### Selected text
# Wan 2.2 VACE Fun A14B

> VACE Fun for Wan 2.2 A14B from Alibaba-PAI


## Overview

- **Endpoint**: `https://fal.run/fal-ai/wan-22-vace-fun-a14b/depth`
- **Model ID**: `fal-ai/wan-22-vace-fun-a14b/depth`
- **Category**: video-to-video
- **Kind**: inference


## API Information

This model can be used via our HTTP API or more conveniently via our client libraries.
See the input and output schema below, as well as the usage examples.


### Input Schema

The API accepts the following input parameters:


- **`prompt`** (`string`, _required_):
  The text prompt to guide video generation.
  - Examples: "A confident woman strides toward the camera down a sun-drenched, empty street. Her vibrant summer dress, a flowing emerald green with delicate white floral embroidery, billows slightly in the gentle breeze.  She carries a stylish, woven straw bag, its natural tan contrasting beautifully with the dress. The dress's fabric shimmers subtly, catching the light. The white embroidery is intricate, each tiny flower meticulously detailed.  Her expression is focused, yet relaxed, radiating self-assuredness. Her auburn hair, partially pulled back in a loose braid, catches the sunlight, creating warm highlights. The street itself is paved with warm, grey cobblestones, reflecting the bright sun. The mood is optimistic and serene, emphasizing the woman's independence and carefree spirit. High resolution 4k"

### Goal
Reproduce the passage of the Wan 2.2 VACE Fun A14B page from "## API Information" up to and including "guide video generation.", word for word.

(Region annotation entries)
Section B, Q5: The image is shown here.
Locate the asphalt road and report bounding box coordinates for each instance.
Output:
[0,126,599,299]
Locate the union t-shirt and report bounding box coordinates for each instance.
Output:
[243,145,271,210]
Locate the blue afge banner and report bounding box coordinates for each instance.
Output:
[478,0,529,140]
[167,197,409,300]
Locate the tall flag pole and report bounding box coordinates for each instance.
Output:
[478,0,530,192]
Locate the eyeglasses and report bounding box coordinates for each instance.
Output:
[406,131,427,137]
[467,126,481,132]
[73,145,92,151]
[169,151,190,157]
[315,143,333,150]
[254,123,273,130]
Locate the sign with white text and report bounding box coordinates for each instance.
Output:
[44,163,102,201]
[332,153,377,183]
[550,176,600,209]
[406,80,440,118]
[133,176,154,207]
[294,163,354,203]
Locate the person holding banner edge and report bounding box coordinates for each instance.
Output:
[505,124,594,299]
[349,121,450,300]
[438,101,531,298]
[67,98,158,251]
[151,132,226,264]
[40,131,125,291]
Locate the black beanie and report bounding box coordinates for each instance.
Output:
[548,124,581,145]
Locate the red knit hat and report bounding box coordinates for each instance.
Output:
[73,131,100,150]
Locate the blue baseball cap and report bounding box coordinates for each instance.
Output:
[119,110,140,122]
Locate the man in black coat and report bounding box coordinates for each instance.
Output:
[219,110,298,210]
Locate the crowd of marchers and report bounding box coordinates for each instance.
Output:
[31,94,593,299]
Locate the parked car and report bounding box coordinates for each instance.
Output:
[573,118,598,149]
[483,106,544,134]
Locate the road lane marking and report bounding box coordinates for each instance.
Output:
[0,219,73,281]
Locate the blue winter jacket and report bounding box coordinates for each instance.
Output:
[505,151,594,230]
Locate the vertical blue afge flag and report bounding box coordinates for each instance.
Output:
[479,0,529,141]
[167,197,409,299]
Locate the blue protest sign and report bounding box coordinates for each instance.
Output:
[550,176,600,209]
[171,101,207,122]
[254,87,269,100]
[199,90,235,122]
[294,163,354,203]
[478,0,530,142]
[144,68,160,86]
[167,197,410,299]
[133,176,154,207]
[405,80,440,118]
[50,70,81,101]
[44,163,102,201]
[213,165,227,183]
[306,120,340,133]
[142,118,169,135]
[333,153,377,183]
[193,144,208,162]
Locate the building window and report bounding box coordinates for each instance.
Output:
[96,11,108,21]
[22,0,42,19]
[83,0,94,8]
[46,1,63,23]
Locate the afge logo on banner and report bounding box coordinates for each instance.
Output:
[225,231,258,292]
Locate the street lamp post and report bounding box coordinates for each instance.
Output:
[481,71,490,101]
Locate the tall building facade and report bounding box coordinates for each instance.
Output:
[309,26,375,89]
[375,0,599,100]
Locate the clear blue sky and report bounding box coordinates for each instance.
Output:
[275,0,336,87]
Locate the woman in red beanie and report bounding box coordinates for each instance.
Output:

### Written reply
## API Information

This model can be used via our HTTP API or more conveniently via our client libraries.
See the input and output schema below, as well as the usage examples.


### Input Schema

The API accepts the following input parameters:


- **`prompt`** (`string`, _required_):
  The text prompt to guide video generation.